== DATA FOR THE TASK ==

• • • • •

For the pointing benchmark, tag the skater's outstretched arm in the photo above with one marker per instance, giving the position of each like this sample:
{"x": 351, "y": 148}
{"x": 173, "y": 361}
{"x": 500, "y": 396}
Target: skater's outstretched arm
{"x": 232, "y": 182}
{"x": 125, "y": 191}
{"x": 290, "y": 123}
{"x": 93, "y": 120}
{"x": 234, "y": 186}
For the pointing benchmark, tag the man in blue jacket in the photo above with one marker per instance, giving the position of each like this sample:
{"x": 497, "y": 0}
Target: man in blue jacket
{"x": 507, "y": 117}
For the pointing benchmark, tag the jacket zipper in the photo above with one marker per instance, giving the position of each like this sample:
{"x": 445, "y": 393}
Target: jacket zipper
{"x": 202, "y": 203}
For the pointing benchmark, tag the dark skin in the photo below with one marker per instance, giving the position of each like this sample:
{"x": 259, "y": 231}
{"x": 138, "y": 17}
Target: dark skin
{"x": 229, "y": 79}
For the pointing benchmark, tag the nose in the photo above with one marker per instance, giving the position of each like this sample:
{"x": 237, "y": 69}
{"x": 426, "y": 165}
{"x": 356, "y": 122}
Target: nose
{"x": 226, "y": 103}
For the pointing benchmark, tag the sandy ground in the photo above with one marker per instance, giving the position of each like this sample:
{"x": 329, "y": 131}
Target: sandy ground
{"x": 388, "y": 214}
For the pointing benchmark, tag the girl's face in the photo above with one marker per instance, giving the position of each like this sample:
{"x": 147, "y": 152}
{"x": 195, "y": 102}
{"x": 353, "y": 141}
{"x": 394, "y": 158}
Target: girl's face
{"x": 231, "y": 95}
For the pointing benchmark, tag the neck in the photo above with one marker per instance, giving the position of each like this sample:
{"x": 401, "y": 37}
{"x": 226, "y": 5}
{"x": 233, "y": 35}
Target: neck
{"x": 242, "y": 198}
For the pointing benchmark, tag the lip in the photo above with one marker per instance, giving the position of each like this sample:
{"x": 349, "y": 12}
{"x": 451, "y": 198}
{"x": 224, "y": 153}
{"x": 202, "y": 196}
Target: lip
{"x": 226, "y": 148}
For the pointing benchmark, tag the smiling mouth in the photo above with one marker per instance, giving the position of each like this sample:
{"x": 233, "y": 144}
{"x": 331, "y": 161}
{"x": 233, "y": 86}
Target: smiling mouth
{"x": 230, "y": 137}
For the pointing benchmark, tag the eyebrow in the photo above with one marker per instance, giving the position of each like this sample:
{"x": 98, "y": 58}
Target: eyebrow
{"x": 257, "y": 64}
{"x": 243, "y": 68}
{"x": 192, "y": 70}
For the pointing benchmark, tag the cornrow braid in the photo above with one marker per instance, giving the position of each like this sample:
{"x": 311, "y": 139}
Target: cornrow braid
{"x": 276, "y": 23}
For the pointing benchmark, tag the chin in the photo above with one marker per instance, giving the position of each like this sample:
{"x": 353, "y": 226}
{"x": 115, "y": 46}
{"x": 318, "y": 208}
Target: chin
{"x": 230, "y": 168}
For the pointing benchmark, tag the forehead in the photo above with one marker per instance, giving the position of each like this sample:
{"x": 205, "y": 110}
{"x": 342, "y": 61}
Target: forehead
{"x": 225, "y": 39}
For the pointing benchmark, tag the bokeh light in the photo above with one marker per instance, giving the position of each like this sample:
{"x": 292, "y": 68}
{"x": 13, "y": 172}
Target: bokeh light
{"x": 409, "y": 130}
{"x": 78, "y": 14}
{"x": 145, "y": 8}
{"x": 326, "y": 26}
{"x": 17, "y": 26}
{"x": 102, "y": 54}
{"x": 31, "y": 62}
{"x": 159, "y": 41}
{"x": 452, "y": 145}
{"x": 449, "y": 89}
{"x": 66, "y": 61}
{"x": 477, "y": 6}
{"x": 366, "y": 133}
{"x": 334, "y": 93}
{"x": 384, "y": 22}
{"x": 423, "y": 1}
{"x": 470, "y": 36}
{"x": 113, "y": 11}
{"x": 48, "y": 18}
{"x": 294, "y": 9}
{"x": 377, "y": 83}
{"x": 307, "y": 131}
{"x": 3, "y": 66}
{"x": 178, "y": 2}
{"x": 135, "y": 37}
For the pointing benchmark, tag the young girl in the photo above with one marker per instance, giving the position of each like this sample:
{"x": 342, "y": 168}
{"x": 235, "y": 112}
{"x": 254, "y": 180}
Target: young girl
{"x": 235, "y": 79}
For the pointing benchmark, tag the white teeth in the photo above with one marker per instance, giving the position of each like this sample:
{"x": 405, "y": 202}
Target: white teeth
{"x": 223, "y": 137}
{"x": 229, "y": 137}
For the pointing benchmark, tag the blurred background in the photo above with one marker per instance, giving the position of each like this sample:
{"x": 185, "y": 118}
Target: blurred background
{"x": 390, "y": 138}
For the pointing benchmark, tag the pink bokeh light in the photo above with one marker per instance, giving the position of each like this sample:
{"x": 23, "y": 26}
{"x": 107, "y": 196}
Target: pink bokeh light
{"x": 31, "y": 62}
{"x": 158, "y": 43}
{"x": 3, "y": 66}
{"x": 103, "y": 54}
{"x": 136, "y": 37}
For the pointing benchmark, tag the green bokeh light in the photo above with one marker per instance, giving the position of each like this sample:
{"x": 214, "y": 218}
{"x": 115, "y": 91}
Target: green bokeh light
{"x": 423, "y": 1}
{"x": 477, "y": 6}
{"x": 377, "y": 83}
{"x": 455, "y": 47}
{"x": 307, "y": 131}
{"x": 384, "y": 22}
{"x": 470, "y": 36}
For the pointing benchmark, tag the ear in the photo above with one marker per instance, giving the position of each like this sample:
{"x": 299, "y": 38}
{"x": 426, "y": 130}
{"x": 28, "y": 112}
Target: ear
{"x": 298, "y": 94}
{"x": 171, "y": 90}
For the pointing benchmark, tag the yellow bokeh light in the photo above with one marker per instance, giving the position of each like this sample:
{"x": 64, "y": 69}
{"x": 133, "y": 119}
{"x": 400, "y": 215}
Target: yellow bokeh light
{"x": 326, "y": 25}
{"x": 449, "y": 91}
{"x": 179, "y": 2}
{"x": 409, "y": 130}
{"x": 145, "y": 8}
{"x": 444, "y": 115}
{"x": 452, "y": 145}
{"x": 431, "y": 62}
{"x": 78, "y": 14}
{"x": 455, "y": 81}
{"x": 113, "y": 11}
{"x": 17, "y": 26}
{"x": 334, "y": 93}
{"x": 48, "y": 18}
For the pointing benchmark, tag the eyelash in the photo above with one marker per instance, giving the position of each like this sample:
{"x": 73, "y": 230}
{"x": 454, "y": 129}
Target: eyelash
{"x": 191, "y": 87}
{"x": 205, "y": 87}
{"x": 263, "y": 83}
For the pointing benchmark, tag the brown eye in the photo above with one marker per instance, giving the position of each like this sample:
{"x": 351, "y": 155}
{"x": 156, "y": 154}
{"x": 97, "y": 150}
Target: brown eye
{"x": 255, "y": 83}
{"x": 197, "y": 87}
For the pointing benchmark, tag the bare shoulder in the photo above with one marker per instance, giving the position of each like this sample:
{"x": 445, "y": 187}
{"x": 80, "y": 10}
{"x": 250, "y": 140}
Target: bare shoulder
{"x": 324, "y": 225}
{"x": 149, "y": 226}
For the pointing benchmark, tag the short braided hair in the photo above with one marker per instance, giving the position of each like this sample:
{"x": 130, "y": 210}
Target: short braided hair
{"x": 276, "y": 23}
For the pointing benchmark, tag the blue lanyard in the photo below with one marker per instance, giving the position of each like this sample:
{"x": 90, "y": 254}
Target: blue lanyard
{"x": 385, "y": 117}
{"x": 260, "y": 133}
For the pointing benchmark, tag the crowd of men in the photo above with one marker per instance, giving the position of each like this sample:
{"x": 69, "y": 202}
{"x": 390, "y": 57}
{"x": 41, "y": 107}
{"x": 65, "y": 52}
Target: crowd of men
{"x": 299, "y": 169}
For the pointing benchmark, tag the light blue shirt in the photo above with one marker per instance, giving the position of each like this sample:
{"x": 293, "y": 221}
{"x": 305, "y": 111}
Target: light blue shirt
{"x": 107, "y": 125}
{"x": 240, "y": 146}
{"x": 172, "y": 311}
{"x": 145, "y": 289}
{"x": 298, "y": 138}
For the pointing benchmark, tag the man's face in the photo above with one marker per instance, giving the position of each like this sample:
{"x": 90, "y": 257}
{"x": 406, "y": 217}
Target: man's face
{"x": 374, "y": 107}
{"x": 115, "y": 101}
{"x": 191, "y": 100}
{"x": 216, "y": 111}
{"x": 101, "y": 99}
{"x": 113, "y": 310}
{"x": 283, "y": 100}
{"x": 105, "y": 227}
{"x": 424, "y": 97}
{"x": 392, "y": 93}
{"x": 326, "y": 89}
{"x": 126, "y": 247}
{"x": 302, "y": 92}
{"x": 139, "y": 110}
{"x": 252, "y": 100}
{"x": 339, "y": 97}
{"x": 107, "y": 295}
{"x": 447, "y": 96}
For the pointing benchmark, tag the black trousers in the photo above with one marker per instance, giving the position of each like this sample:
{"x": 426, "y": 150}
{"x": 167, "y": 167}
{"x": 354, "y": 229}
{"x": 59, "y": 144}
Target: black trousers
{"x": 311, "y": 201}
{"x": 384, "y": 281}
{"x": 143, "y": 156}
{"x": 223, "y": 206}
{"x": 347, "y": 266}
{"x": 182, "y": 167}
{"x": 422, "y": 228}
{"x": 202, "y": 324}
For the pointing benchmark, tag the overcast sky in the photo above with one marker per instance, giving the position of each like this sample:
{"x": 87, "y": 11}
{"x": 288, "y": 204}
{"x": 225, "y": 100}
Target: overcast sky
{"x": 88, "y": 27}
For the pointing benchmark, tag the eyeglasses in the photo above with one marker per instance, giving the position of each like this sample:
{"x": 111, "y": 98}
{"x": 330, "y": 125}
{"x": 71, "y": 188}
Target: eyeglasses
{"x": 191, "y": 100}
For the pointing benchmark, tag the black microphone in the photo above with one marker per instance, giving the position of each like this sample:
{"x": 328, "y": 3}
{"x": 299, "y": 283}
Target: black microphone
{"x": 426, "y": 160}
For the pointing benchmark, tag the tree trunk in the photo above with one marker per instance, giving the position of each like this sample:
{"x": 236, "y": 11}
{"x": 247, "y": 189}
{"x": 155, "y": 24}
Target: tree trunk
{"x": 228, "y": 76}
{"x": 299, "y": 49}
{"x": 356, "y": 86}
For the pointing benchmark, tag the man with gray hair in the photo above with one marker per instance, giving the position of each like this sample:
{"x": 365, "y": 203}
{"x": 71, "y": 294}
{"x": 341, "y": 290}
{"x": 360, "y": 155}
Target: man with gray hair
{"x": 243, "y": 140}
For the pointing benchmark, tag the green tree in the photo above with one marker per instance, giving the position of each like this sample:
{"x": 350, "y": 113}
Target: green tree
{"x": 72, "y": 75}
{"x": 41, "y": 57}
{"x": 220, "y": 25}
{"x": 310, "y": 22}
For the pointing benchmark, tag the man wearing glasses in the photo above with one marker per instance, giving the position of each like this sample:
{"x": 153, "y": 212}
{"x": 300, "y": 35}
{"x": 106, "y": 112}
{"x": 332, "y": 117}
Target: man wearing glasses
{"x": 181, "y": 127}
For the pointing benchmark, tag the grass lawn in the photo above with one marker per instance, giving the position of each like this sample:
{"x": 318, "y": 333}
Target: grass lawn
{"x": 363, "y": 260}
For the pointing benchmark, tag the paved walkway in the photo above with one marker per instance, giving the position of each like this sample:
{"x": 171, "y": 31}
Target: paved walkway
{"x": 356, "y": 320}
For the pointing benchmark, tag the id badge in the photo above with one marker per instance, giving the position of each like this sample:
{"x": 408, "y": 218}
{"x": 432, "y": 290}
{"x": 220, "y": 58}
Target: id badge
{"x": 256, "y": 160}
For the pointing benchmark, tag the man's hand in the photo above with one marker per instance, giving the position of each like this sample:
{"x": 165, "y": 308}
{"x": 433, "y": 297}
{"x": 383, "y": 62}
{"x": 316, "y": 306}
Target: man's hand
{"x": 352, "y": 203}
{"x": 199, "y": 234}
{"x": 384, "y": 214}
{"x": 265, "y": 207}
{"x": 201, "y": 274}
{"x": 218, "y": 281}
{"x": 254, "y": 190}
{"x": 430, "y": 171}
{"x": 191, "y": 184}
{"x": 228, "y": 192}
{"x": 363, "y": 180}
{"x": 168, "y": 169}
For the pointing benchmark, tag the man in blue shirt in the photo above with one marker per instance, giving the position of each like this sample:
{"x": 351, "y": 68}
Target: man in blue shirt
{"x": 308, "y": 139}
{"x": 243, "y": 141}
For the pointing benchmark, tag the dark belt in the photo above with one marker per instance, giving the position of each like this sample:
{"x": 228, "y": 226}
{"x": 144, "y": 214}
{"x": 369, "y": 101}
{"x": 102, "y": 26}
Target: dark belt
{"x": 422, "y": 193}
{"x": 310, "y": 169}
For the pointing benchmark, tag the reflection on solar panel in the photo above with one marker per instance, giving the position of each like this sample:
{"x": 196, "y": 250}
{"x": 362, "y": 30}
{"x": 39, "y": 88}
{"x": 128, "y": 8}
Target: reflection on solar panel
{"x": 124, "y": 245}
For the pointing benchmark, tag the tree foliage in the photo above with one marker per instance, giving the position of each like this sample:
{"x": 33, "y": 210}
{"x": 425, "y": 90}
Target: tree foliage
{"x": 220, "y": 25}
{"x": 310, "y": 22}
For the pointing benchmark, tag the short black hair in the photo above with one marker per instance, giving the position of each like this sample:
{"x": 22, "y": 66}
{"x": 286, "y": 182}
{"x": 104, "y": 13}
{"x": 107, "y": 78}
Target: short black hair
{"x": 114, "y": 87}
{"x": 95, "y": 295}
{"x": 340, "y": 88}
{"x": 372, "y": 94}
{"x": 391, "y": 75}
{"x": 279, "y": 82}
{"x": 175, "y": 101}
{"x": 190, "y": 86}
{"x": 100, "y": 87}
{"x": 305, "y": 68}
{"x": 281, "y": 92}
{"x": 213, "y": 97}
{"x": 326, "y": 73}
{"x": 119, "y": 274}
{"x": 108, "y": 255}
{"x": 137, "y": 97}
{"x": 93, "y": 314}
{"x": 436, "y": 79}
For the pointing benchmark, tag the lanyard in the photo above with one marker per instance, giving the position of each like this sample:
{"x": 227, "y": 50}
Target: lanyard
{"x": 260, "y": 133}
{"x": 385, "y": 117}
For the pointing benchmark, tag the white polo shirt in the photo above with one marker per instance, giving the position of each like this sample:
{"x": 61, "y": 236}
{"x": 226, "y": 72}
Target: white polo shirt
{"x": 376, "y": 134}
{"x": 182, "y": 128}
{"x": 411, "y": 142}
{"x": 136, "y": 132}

• • • • •

== GOAL ==
Quote every line from the line containing "For the pointing benchmark, tag the lanyard" through the closing line of the listing, including both.

== THE RESPONSE ==
For the pointing benchmark, tag the lanyard in the photo above with one marker per instance, giving the position of each like this sample:
{"x": 227, "y": 50}
Target: lanyard
{"x": 260, "y": 133}
{"x": 385, "y": 117}
For the pointing benchmark, tag the white polo shirt in the photo above with one marker per instance, giving the position of each like this sample:
{"x": 61, "y": 236}
{"x": 226, "y": 72}
Target: white polo shirt
{"x": 376, "y": 134}
{"x": 182, "y": 128}
{"x": 411, "y": 142}
{"x": 136, "y": 132}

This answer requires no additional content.